■ **TO DO**:
Can you set out every line of the rows below as a Markdown table with the columns "Line No." and "Text", numbering each line and skipping any blank ones?

■ **RECORDED DATA**:
========================================================================

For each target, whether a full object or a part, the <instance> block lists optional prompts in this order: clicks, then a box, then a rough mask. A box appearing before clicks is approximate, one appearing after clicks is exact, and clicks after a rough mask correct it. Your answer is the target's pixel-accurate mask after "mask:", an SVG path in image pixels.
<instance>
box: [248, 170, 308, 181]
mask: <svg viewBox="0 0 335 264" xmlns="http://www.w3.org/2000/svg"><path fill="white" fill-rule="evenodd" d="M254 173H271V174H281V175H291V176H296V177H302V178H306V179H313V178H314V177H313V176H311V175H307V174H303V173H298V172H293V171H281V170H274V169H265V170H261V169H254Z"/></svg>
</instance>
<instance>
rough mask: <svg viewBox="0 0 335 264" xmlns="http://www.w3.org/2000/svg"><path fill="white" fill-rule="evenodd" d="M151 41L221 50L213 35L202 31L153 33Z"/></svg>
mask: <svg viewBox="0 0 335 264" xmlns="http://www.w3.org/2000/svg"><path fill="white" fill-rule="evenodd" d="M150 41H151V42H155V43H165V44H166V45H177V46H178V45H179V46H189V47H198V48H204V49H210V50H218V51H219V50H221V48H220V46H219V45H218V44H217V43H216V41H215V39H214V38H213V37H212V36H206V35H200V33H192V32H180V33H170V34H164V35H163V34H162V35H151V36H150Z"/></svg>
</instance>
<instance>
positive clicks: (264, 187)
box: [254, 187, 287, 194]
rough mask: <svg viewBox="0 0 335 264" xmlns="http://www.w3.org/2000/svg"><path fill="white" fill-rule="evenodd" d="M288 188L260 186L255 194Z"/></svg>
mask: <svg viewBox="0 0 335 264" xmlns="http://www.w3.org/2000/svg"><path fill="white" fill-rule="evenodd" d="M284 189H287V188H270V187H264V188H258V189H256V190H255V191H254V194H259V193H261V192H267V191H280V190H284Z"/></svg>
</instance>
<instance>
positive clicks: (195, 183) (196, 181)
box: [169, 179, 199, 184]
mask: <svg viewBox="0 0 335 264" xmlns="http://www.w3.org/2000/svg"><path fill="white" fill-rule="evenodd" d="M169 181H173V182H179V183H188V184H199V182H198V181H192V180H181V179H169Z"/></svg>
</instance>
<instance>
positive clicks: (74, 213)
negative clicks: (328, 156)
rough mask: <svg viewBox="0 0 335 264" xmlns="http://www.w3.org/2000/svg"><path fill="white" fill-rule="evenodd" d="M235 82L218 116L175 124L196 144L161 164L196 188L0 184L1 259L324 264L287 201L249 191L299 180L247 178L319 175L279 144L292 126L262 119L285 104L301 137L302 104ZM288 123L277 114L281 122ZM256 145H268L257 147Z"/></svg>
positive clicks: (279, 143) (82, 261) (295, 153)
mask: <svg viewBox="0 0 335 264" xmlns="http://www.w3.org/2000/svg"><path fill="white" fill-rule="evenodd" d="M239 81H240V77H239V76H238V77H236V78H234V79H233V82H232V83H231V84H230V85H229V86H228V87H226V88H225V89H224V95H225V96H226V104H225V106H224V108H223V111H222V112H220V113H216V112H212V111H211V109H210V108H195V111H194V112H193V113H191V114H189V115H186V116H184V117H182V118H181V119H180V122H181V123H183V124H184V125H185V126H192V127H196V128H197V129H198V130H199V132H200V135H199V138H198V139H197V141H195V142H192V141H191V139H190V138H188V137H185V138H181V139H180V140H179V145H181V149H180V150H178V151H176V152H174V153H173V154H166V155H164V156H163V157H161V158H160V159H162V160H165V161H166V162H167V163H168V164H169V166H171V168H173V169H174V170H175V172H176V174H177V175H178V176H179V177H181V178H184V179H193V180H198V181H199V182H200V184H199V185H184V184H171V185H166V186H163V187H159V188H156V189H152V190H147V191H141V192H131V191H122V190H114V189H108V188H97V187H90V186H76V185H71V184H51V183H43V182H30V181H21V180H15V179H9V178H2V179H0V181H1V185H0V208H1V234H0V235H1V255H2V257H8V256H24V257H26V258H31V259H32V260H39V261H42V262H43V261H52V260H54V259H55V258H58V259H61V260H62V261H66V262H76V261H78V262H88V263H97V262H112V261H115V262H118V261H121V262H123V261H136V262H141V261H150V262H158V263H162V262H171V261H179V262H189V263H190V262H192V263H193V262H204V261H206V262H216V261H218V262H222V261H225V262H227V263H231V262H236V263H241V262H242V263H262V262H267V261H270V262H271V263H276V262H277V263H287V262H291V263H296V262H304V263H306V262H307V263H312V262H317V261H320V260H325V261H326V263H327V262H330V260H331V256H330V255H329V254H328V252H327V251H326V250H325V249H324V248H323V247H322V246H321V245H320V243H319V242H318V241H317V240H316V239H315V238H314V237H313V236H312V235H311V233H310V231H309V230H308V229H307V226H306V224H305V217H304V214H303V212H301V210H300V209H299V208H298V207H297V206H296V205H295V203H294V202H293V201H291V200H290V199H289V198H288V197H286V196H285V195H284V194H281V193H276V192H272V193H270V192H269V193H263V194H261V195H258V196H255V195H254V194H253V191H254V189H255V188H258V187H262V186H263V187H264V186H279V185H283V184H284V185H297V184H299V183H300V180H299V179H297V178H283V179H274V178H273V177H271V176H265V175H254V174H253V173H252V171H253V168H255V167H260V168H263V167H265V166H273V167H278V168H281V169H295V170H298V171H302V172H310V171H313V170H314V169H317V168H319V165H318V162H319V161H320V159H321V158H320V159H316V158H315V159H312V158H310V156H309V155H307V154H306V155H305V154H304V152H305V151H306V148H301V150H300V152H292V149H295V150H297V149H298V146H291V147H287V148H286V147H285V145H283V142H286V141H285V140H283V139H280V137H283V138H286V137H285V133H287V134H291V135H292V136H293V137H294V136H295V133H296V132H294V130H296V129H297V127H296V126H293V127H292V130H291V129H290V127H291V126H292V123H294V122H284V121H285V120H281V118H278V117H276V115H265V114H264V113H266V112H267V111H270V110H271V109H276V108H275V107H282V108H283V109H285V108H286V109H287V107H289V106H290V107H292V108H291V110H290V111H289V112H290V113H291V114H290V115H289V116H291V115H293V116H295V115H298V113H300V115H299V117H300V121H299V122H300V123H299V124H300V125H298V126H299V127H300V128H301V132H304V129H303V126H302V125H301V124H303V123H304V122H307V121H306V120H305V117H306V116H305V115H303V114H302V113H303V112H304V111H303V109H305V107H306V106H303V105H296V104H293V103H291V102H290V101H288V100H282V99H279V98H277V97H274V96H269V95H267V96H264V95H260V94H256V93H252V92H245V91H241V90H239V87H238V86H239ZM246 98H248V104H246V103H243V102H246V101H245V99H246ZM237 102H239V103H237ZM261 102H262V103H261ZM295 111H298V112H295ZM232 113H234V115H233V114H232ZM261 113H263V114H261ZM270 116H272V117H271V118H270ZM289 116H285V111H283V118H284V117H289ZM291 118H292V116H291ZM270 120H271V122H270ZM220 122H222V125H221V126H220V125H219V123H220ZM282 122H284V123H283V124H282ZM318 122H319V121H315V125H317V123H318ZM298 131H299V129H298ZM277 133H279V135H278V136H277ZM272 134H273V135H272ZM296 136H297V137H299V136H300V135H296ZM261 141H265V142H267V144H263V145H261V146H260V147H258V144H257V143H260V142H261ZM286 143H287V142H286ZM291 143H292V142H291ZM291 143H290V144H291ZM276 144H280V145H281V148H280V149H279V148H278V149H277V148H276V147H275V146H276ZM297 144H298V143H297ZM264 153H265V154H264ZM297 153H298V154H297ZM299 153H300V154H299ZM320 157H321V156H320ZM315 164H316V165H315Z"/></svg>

========================================================================

■ **EXERCISE ANSWER**:
| Line No. | Text |
|---|---|
| 1 | For each target, whether a full object or a part, the <instance> block lists optional prompts in this order: clicks, then a box, then a rough mask. A box appearing before clicks is approximate, one appearing after clicks is exact, and clicks after a rough mask correct it. Your answer is the target's pixel-accurate mask after "mask:", an SVG path in image pixels. |
| 2 | <instance> |
| 3 | box: [248, 170, 308, 181] |
| 4 | mask: <svg viewBox="0 0 335 264" xmlns="http://www.w3.org/2000/svg"><path fill="white" fill-rule="evenodd" d="M254 173H271V174H281V175H291V176H296V177H302V178H306V179H313V178H314V177H313V176H311V175H307V174H303V173H298V172H293V171H281V170H274V169H265V170H261V169H254Z"/></svg> |
| 5 | </instance> |
| 6 | <instance> |
| 7 | rough mask: <svg viewBox="0 0 335 264" xmlns="http://www.w3.org/2000/svg"><path fill="white" fill-rule="evenodd" d="M151 41L221 50L213 35L202 31L153 33Z"/></svg> |
| 8 | mask: <svg viewBox="0 0 335 264" xmlns="http://www.w3.org/2000/svg"><path fill="white" fill-rule="evenodd" d="M150 41H151V42H155V43H165V44H166V45H177V46H178V45H179V46H189V47H198V48H204V49H210V50H218V51H219V50H221V48H220V46H219V45H218V44H217V43H216V41H215V39H214V38H213V37H212V36H206V35H200V33H192V32H180V33H170V34H164V35H163V34H162V35H151V36H150Z"/></svg> |
| 9 | </instance> |
| 10 | <instance> |
| 11 | positive clicks: (264, 187) |
| 12 | box: [254, 187, 287, 194] |
| 13 | rough mask: <svg viewBox="0 0 335 264" xmlns="http://www.w3.org/2000/svg"><path fill="white" fill-rule="evenodd" d="M288 188L260 186L255 194Z"/></svg> |
| 14 | mask: <svg viewBox="0 0 335 264" xmlns="http://www.w3.org/2000/svg"><path fill="white" fill-rule="evenodd" d="M284 189H287V188H270V187H264V188H258V189H256V190H255V191H254V194H259V193H261V192H267V191H280V190H284Z"/></svg> |
| 15 | </instance> |
| 16 | <instance> |
| 17 | positive clicks: (195, 183) (196, 181) |
| 18 | box: [169, 179, 199, 184] |
| 19 | mask: <svg viewBox="0 0 335 264" xmlns="http://www.w3.org/2000/svg"><path fill="white" fill-rule="evenodd" d="M169 181H173V182H179V183H188V184H199V182H198V181H192V180H181V179H169Z"/></svg> |
| 20 | </instance> |
| 21 | <instance> |
| 22 | positive clicks: (74, 213) |
| 23 | negative clicks: (328, 156) |
| 24 | rough mask: <svg viewBox="0 0 335 264" xmlns="http://www.w3.org/2000/svg"><path fill="white" fill-rule="evenodd" d="M235 82L218 116L175 124L196 144L161 164L196 188L0 184L1 259L324 264L287 201L249 191L299 180L247 178L319 175L279 144L292 126L262 119L285 104L301 137L302 104ZM288 123L277 114L281 122ZM256 145H268L257 147Z"/></svg> |
| 25 | positive clicks: (279, 143) (82, 261) (295, 153) |
| 26 | mask: <svg viewBox="0 0 335 264" xmlns="http://www.w3.org/2000/svg"><path fill="white" fill-rule="evenodd" d="M239 81H240V77H239V76H238V77H236V78H234V79H233V82H232V83H231V84H230V85H229V86H228V87H226V88H225V89H224V95H225V96H226V104H225V106H224V108H223V111H222V112H220V113H216V112H212V111H211V109H210V108H195V111H194V112H193V113H191V114H189V115H186V116H184V117H182V118H181V119H180V122H181V123H183V124H184V125H185V126H192V127H196V128H197V129H198V130H199V132H200V135H199V138H198V139H197V141H195V142H192V141H191V139H190V138H188V137H185V138H181V139H180V140H179V145H181V149H180V150H178V151H176V152H174V153H173V154H166V155H164V156H163V157H161V158H160V159H162V160H165V161H166V162H167V163H168V164H169V166H171V168H173V169H174V170H175V172H176V174H177V175H178V176H179V177H181V178H184V179H193V180H198V181H199V182H200V184H199V185H184V184H171V185H166V186H163V187H159V188H156V189H152V190H147V191H141V192H131V191H122V190H114V189H108V188H97V187H90V186H76V185H71V184H51V183H43V182H30V181H21V180H15V179H9V178H2V179H0V181H1V185H0V208H1V234H0V235H1V255H2V257H8V256H24V257H26V258H31V259H32V260H39V261H42V262H43V261H52V260H54V259H55V258H58V259H61V260H62V261H66V262H76V261H78V262H88V263H97V262H112V261H115V262H118V261H121V262H123V261H136V262H141V261H150V262H158V263H162V262H171V261H179V262H189V263H190V262H192V263H193V262H204V261H206V262H216V261H218V262H222V261H225V262H227V263H231V262H236V263H241V262H242V263H262V262H267V261H270V262H271V263H276V262H277V263H287V262H291V263H296V262H304V263H306V262H307V263H312V262H317V261H320V260H325V261H326V263H327V262H330V260H331V256H330V255H329V254H328V252H327V251H326V250H325V249H324V248H323V247H322V246H321V245H320V243H319V242H318V241H317V240H316V239H315V238H314V237H313V236H312V235H311V233H310V231H309V230H308V229H307V226H306V224H305V217H304V214H303V212H301V210H300V209H299V208H298V207H297V206H296V205H295V203H294V202H293V201H291V200H290V199H289V198H288V197H286V196H285V195H284V194H281V193H276V192H272V193H270V192H269V193H263V194H261V195H258V196H255V195H254V194H253V191H254V189H255V188H258V187H262V186H263V187H264V186H279V185H283V184H284V185H297V184H299V183H300V180H299V179H297V178H283V179H274V178H273V177H271V176H265V175H254V174H253V173H252V171H253V168H255V167H260V168H263V167H265V166H273V167H278V168H281V169H295V170H298V171H302V172H310V171H313V170H314V169H317V168H319V165H318V162H319V161H320V159H321V158H320V159H316V158H315V159H312V158H310V156H309V155H307V154H306V155H305V154H304V152H305V151H306V148H301V150H300V152H292V149H295V150H297V149H298V146H291V147H287V148H286V147H285V145H283V142H286V141H285V140H283V139H280V137H283V138H286V137H285V133H287V134H291V135H292V136H293V137H294V136H295V133H296V132H294V130H296V129H297V127H296V126H293V127H292V130H291V129H290V127H291V126H292V123H294V122H284V121H285V120H281V118H278V117H276V115H265V114H264V113H266V112H267V111H270V110H271V109H276V108H275V107H282V108H283V109H285V108H286V109H287V107H289V106H290V107H292V108H291V110H290V111H289V112H290V113H291V114H290V115H289V116H291V115H293V116H295V115H298V113H300V115H299V117H300V121H299V122H300V123H299V124H300V125H298V126H299V127H300V128H301V132H304V129H303V126H302V125H301V124H303V123H304V122H307V121H306V120H305V117H306V116H305V115H303V114H302V113H303V112H304V111H303V109H305V107H306V106H303V105H296V104H293V103H291V102H290V101H288V100H282V99H279V98H277V97H274V96H269V95H267V96H264V95H260V94H256V93H252V92H245V91H241V90H239V87H238V86H239ZM246 98H248V104H246V103H243V102H246V101H245V99H246ZM237 102H239V103H237ZM261 102H262V103H261ZM295 111H298V112H295ZM232 113H234V115H233V114H232ZM261 113H263V114H261ZM270 116H272V117H271V118H270ZM289 116H285V111H283V118H284V117H289ZM291 118H292V116H291ZM270 120H271V122H270ZM220 122H222V125H221V126H220V125H219V123H220ZM282 122H284V123H283V124H282ZM318 122H319V121H315V125H317V123H318ZM298 131H299V129H298ZM277 133H279V135H278V136H277ZM272 134H273V135H272ZM296 136H297V137H299V136H300V135H296ZM261 141H265V142H267V144H263V145H261V146H260V147H258V144H257V143H260V142H261ZM286 143H287V142H286ZM291 143H292V142H291ZM291 143H290V144H291ZM276 144H280V145H281V148H280V149H279V148H278V149H277V148H276V147H275V146H276ZM297 144H298V143H297ZM264 153H265V154H264ZM297 153H298V154H297ZM299 153H300V154H299ZM320 157H321V156H320ZM315 164H316V165H315Z"/></svg> |